:: Reading passage ::
---*---
Mike and I still searching for our elusive outdoor free market, stumbled onto a long underground market just by trying to get to the other side of the street. A great deal of gifts were procured. After a beer in an odd bar at the far side of market corridor, we returned above ground, wandered around trying to get our bearings, but ended up more lost.

The daylight, which earlier was barely enough to get a photo of Darby with a Mao statue, was rapidly evaporating. Male pride swallowed, we boarded a taxi who took us in the opposite direction and got us back. We ventured out later for some KFC (guts still reeling from huo guo) then called it a night.

Thursday, January 27, 2005

January 27th: Chengdu ho

[ posted by mcdeviltoast ]
Day 133

Woke well-rested, huzzah for the sleep mask! Had sandwiches and coffee. George Kerry showed to talk to us again, his suit hopelessly wrinkled. It was a little early for conversation, the coffee hadn't kicked in and somehow he started on religion.

"You are the Je...er, the Jesus Christ?"

"No. Not Christian. I'm not confirmed anything. I like the principles of Buddhism, Taoism and Hinduism."

"When the person dies, their ghost comes back..."

"Where are we now?"

I pointed out the window where we had stopped, effectively ending the conversation before he mounted the pulpit. I'm not really fond of discussions on religion or beliefs. They tend to turn into campaigning instead of a chat of ideas. Why do silly humans continually try to explain the unexplainable? Whether it's science or whose god has the biggest dick, it's all just fingerpainting on plastic wrap, the more you try to control what image you want, the more it changes before your eyes. Let it be a mystery. Enjoy the movie, quit trying to guess the ending.

We checked into our hotel which online had read "recently renovated." It was actually still under renovation. The elevator ride was shared with a woman chiseling away at the steel walls with a putty knife, dropcloths like throwrugs at the foot of the hallways. Our doorknob gave us trouble, but this time it was our fault; we didn't stick the flat spoon key deep enough into the slot. The front desk girl let us in and we asigned her to inquire about train tickets back to Shanghai.

Next, we toured around Chengdu, which seemed like an Asian Vancouver. Overcast skies above, an endless string of shops below. Not particularly impressive, but then perhaps we had stumbled upon the ritzy district. We headed towards more Bohemian environs, traditional Chinese architecture,most of which were half-demolished behind cheap cinder block walls, skyscrapers looming like bullies admiring their pummeling handiwork. Culture rape in the name of progress.

Still, Sichuan province is legendary for its cuisine, and on an unassuming side street eatery we discovered the finest noodles known to humanity. Made inhouse, the freshness was unsurpassable. The spicy beef broth was different, more savory, a slower burn. There are some herbs exclusive to the area used in the recipes and I might have also detected a trace of cardamom or cinnamon.
---*---
:: Entries shown ::
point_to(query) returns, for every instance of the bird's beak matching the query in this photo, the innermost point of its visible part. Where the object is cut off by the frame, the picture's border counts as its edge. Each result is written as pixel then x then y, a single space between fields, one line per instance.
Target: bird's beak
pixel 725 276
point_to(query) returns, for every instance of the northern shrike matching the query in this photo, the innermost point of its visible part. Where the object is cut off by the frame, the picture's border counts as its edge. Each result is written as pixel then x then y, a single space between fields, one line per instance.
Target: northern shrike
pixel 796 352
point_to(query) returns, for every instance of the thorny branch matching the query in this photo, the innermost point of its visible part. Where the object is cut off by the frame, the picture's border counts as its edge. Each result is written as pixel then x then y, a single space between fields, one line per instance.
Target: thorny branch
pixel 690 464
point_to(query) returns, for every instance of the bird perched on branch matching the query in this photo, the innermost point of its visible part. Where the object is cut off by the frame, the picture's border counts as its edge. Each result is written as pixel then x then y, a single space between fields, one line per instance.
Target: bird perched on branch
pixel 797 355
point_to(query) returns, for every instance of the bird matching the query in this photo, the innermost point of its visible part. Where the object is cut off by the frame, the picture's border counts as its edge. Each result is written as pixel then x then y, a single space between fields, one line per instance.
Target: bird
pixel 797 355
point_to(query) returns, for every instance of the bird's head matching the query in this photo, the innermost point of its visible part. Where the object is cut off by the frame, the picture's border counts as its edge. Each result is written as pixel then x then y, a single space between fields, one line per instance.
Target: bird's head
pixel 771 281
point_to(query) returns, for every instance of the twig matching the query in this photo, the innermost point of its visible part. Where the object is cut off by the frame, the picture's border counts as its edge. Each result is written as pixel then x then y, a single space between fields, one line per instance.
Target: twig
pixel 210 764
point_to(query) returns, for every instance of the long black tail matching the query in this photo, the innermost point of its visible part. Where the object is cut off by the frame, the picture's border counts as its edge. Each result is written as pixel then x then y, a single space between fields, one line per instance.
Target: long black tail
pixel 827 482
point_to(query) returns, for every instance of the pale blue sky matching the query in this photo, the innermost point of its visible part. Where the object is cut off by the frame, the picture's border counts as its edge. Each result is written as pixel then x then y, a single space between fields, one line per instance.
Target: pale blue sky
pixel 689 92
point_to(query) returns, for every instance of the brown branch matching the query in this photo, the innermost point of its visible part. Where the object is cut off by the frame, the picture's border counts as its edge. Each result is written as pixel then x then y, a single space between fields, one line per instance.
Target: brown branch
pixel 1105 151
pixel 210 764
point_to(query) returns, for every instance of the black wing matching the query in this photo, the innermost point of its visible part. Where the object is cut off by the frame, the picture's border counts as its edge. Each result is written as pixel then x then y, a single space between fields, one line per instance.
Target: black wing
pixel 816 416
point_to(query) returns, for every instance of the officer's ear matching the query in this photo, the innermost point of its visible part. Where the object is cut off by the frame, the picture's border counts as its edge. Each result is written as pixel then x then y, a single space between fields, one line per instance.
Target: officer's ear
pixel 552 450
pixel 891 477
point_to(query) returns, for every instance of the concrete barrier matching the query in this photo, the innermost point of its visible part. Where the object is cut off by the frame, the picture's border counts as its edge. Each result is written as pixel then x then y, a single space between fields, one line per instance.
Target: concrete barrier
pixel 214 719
---*---
:: Brief ::
Copy the travel blog entry between "Next, we toured" and "name of progress.", inclusive, changing "Vancouver" to "Seattle". The data has no connection to the travel blog entry.

:: Full response ::
Next, we toured around Chengdu, which seemed like an Asian Seattle. Overcast skies above, an endless string of shops below. Not particularly impressive, but then perhaps we had stumbled upon the ritzy district. We headed towards more Bohemian environs, traditional Chinese architecture,most of which were half-demolished behind cheap cinder block walls, skyscrapers looming like bullies admiring their pummeling handiwork. Culture rape in the name of progress.